(Point localization data)
- - - - -

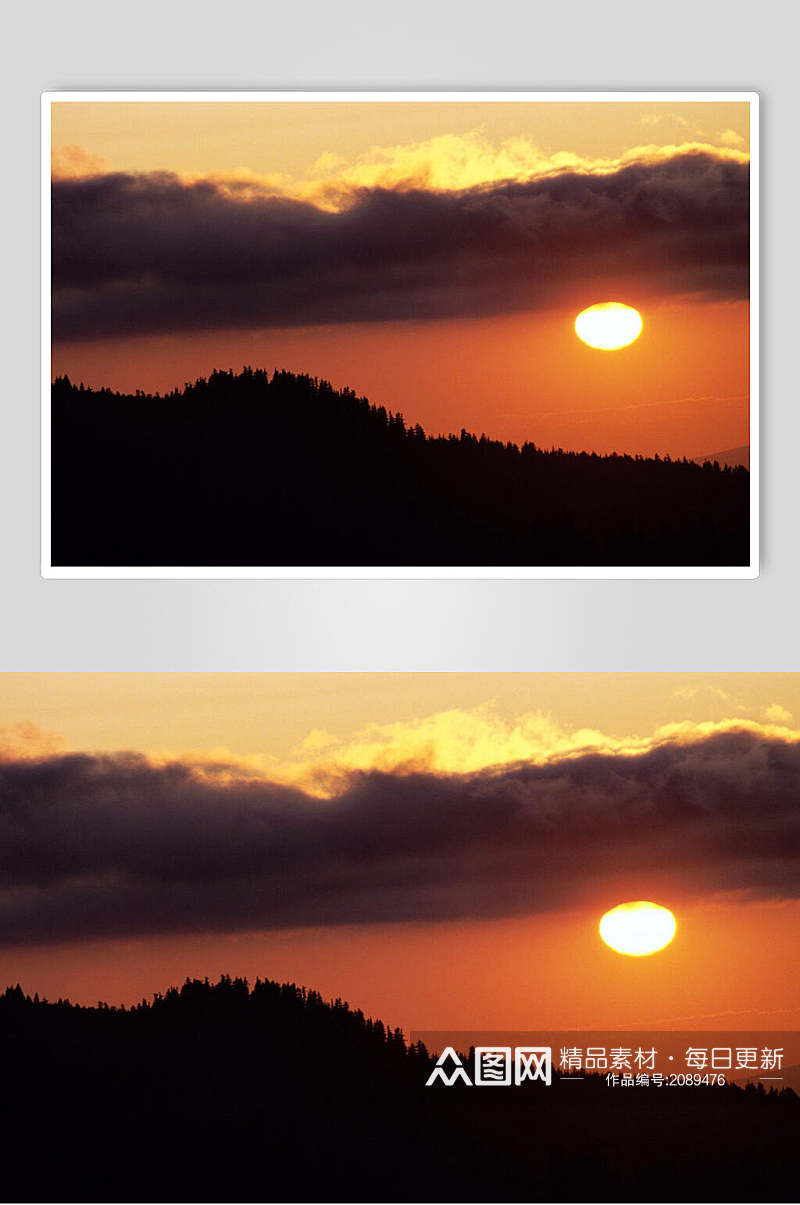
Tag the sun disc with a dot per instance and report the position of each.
(609, 325)
(637, 928)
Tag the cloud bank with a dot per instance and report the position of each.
(142, 253)
(117, 845)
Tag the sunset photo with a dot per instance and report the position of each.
(270, 936)
(411, 334)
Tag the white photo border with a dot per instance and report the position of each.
(395, 571)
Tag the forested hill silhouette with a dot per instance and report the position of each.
(228, 1092)
(251, 469)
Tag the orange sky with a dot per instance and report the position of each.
(681, 389)
(730, 964)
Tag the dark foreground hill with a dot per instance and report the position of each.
(228, 1093)
(284, 470)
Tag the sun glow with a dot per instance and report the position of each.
(609, 325)
(637, 928)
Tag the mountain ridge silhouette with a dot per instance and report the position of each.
(283, 470)
(266, 1092)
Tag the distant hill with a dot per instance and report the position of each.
(252, 469)
(733, 457)
(268, 1093)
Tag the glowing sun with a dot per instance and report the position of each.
(609, 325)
(637, 928)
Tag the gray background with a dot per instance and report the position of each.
(400, 624)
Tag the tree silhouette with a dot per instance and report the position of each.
(251, 469)
(230, 1092)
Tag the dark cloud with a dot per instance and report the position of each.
(135, 253)
(113, 845)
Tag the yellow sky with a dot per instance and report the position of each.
(292, 715)
(295, 143)
(548, 969)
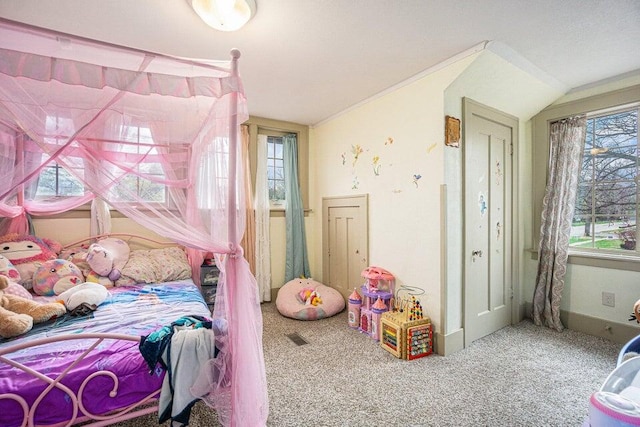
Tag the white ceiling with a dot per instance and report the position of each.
(306, 60)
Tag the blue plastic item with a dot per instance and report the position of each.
(632, 346)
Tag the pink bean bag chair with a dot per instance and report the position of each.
(306, 299)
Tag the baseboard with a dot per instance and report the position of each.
(444, 345)
(617, 332)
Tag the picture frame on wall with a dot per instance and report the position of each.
(452, 131)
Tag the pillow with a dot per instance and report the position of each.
(155, 266)
(78, 256)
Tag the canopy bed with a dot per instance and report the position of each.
(156, 138)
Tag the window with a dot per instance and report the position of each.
(607, 198)
(275, 169)
(145, 183)
(54, 180)
(141, 143)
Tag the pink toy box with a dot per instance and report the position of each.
(375, 298)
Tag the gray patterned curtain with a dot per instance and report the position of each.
(567, 144)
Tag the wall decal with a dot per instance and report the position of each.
(376, 165)
(452, 131)
(356, 150)
(482, 204)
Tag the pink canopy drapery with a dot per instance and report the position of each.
(155, 137)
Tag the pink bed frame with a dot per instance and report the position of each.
(80, 413)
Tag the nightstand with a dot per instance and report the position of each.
(209, 275)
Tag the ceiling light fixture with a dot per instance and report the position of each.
(224, 15)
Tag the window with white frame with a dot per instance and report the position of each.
(54, 180)
(275, 170)
(140, 141)
(607, 198)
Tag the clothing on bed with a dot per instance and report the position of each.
(135, 310)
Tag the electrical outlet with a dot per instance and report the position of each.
(609, 299)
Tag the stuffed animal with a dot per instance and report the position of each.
(108, 256)
(56, 276)
(78, 256)
(85, 293)
(26, 253)
(309, 296)
(17, 315)
(13, 276)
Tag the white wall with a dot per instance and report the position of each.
(404, 217)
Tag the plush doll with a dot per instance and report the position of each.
(26, 253)
(17, 315)
(56, 276)
(13, 276)
(108, 256)
(78, 256)
(85, 293)
(309, 296)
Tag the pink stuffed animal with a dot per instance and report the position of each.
(108, 256)
(27, 252)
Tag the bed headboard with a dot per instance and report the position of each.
(134, 241)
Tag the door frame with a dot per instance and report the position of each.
(472, 108)
(359, 201)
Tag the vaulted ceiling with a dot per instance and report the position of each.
(306, 60)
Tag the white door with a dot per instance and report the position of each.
(345, 242)
(488, 220)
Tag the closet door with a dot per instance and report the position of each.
(345, 242)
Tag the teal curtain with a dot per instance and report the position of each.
(297, 260)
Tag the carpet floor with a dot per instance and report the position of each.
(522, 375)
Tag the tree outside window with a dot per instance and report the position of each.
(606, 206)
(275, 169)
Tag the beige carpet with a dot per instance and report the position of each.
(522, 375)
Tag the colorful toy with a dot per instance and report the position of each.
(293, 297)
(404, 338)
(27, 252)
(310, 296)
(378, 279)
(355, 302)
(17, 315)
(377, 293)
(13, 276)
(56, 276)
(108, 256)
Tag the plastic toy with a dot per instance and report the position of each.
(355, 302)
(377, 293)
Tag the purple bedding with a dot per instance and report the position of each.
(132, 310)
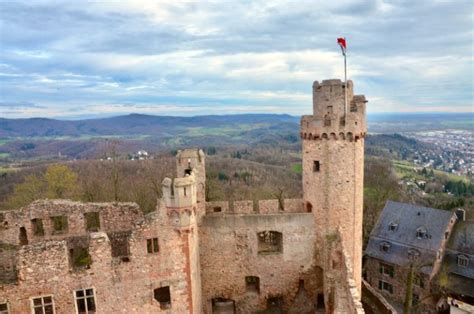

- - - - -

=== TASK DIRECTIONS ===
I would like the data above transcribed exactly, with its pictures left out.

=== RESPONSE TO THIS EXERCISE ===
Tag the sun disc with a dot per instance and report the position of each.
(609, 325)
(637, 928)
Tag the cloud bank with a dot per instance and report the position of each.
(142, 253)
(117, 845)
Tag the sunset photo with a dot per instance and report the position of each.
(270, 936)
(411, 334)
Tag the white photo border with a dot per instance and report the position of each.
(395, 571)
Tag the forested hill silhouette with a dot per instance and report the position of each.
(228, 1092)
(251, 469)
Tag the orange sky with a dot per instance and report the position of each.
(681, 389)
(730, 964)
Tag the dark foreground hill with a dot per instance and report the position of each.
(228, 1093)
(284, 470)
Tag the sun glow with a dot per instance and report the position of each.
(609, 325)
(637, 928)
Tag the mountain ridge silhouette with a dot per instance and report the position of each.
(283, 470)
(266, 1092)
Tag the distant hill with a dot per instance and report the position of each.
(252, 469)
(733, 457)
(268, 1093)
Tag the glowing sun with a dot per instance and report the position of each.
(609, 325)
(637, 928)
Tag the gray background with a dot per instance and report the position of each.
(400, 624)
Tag the tree silhouette with a dot per instance and report the position of each.
(251, 469)
(230, 1092)
Tag the dark cloud with a dot per instance and report the position of each.
(135, 253)
(113, 845)
Tag the yellow sky with a dot per instance and report the position of each.
(292, 715)
(295, 143)
(548, 969)
Tag the white ceiling with a dot per instance and report the position of each.
(306, 60)
Tag the blue plastic item with a dot per instance and report the position of each.
(632, 346)
Tag the pink bean bag chair with a dot per instance and report the position of each.
(306, 299)
Tag the baseboard with a dot per instance and report the position of each.
(444, 345)
(617, 332)
Tag the picture frame on wall with a dot per instance and report the position of each.
(452, 131)
Tag the pillow with a dot per instance and report the position of each.
(155, 266)
(78, 256)
Tag the canopy bed with a dot per instance and report the position of each.
(156, 138)
Tag the window with a dot per instance and report the position of each.
(607, 198)
(275, 169)
(145, 183)
(54, 180)
(141, 143)
Tag the pink toy box with a dot per instance and report the position of each.
(375, 298)
Tag the gray patterned curtain with a dot per instance and report the position of each.
(567, 144)
Tag the wall decal with a dot per instance and report the position of each.
(376, 165)
(452, 131)
(356, 150)
(482, 204)
Tag the pink canopy drapery with a dot per instance and report the position of each.
(155, 137)
Tag the pink bed frame with a dot per instance and report the position of each.
(80, 413)
Tag the nightstand with a dot per instance and report the position of each.
(209, 275)
Tag the ceiling light fixture with a dot per instance and report the position of each.
(224, 15)
Tag the window with white frame with a dot per instance and report the position of each.
(54, 180)
(275, 170)
(140, 141)
(607, 198)
Tag the clothing on bed with a dot per instance and report the position of each.
(135, 310)
Tag the electrical outlet with a dot per instance and report the position of each.
(609, 299)
Tag the stuffed animal with a dot per instance and report the position of each.
(108, 256)
(56, 276)
(78, 256)
(85, 293)
(26, 253)
(309, 296)
(17, 315)
(13, 276)
Tag the white wall with a dot per instance and report the position of each.
(404, 217)
Tag the plush doll with a dot per instance and report the position of each.
(26, 253)
(17, 315)
(56, 276)
(13, 276)
(108, 256)
(78, 256)
(85, 293)
(309, 296)
Tag the pink stuffed animal with a dot per instance and report the position of each.
(108, 256)
(27, 252)
Tag the bed headboard with a dot per instance and report the position of each.
(134, 241)
Tag the door frame with a dot per instance and report the position of each.
(472, 108)
(359, 201)
Tag the vaulted ceiling with a dot per instance and report the position of each.
(306, 60)
Tag the white door with a dot per instance and report the position of each.
(345, 242)
(488, 220)
Tag the closet door with a dot per instance and report the position of each.
(345, 242)
Tag the teal curtain with a dot per instance and report the position of each.
(297, 260)
Tag the carpet floor with a dot per instance and report the position of each.
(522, 375)
Tag the tree outside window with a dot per instance and report the position of each.
(606, 206)
(275, 169)
Tag the beige carpet with a dot per instance and report the position of each.
(522, 375)
Tag the colorful toy with a dot per instance and report the position of each.
(293, 297)
(404, 338)
(27, 252)
(310, 296)
(378, 279)
(355, 302)
(17, 315)
(377, 293)
(13, 276)
(56, 276)
(108, 256)
Tag the plastic toy with a dot per instance and report the position of each.
(355, 302)
(377, 293)
Tag the purple bedding with a dot per instance and report the position of each.
(132, 310)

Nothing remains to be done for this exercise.